─── Texto dado

No es que esté yo en posición de dar lecciones a nadie sobre el Festival de Eurovisión; simplemente disfruto enormemente con él, me aporta emoción, cultura general, musical, artística… me da vida. Aun así, pasaré (dentro de mis limitaciones) a analizar algunas claves del triunfo de la Wurst, poniendo de relieve todos los aspectos que, a mi juicio, han influido para que llegara a ser la número uno en la memorable noche del sábado 10 de mayo. Más tarde, pasaré a contraponer esas claves generales con los posibles parecidos razonables de nuestro querido Festival con el savoir faire de Estados Unidos (de ahí el título).

Esa noche, ante todo, me impresionó la calidad técnica que todos pudimos ver tanto desde la grada como desde el sofá de casa; una calidad que sobrepasaba los límites alcanzados en Düsseldorf, Bakú y, desde luego, Malmö (conclusión confirmada por espectadores de muy diverso origen y pelaje).

Para empezar, pudimos gozar de una realización exquisita; una motivación y una emoción del público que, no sé si es común a todos los festivales, pero desde luego me pareció sobrecogedora; y por supuesto, una calidad interpretativa en la mayoría de las canciones y escenografías que será difícil de superar en las próximas ediciones.

El listón está muy alto, pero nunca se sabe hasta donde llega el límite humano y tecnológico de la UER y de los países participantes. Eurovisión está demostrando ser un referente indiscutible en organización de espectáculos. Un día, una amiga estadounidense me comentó que esa calidad que tanto nos abruma es una mera copia de los espectáculos que se realizan en Estados Unidos. No supe contradecirla, pues seguramente sea verdad que el germen del formato que vemos hoy en Eurovisión esté en los excelentes conciertos o entregas de premios que se realizan en ese país.

──────

▶ **Tarea A**
Enumera todas las ciudades que se mencionan en el texto sobre Eurovisión.
▶ **Tarea B**
Escribe la continuación del texto sobre Eurovisión a partir de su última oración.

─── Conjunto de datos

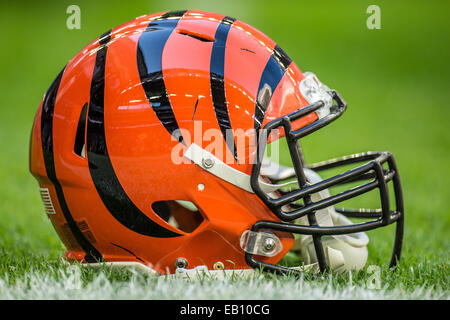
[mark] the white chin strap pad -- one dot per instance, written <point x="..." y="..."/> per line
<point x="342" y="252"/>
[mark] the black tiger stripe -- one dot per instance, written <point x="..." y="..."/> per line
<point x="217" y="70"/>
<point x="102" y="172"/>
<point x="149" y="54"/>
<point x="48" y="107"/>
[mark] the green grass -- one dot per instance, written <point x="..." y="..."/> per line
<point x="395" y="80"/>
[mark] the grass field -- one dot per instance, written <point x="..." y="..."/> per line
<point x="395" y="80"/>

──────

▶ **Respuesta final A**
Düsseldorf, Bakú y Malmö.

▶ **Respuesta final B**
Lo que no me atreví a replicar (y por eso lo detallo aquí) es que los elementos que desempeñan un papel esencial en Eurovisión no tienen nada que ver con los que puedan intervenir en las galas que se celebran al otro lado del Atlántico (conciertos de Madonna, Beyoncé, la Super Bowl, etc.). Aquí, digamos que estamos ante una olla a presión de alianzas, diásporas, vecinismos, enemistades históricas o puntuales… aparte de lo estrictamente musical. Elementos que en EEUU suenan bastante ajenos, ya que allí cuentan con una alianza nacional fuertemente unida, con un amor casi maternal hacia su bandera y con pocas tensiones (por no decir ninguna) entre estados, sea cual sea el evento al que se asista.

Y si bien para muchos nuestro Festival no es el lugar para reivindicar nada ni para sacar a relucir o deslucir las ingerencias geopolíticas que se estén dando en ese momento, eliminar ese componente resulta prácticamente imposible e incluso, para muchos, sería un craso error. No se ha conseguido en 59 años (aunque sí ha mejorado considerablemente desde la combinación de jurado y televoto), conque imagínense si se hiciera ahora una especie de competición entre 26 cantantes sin país ni bandera; solamente con su nombre, su canción y su autor. Podría existir, sí… pero no me cabe duda de qué, más tarde o más temprano, supondría la desaparición del Festival.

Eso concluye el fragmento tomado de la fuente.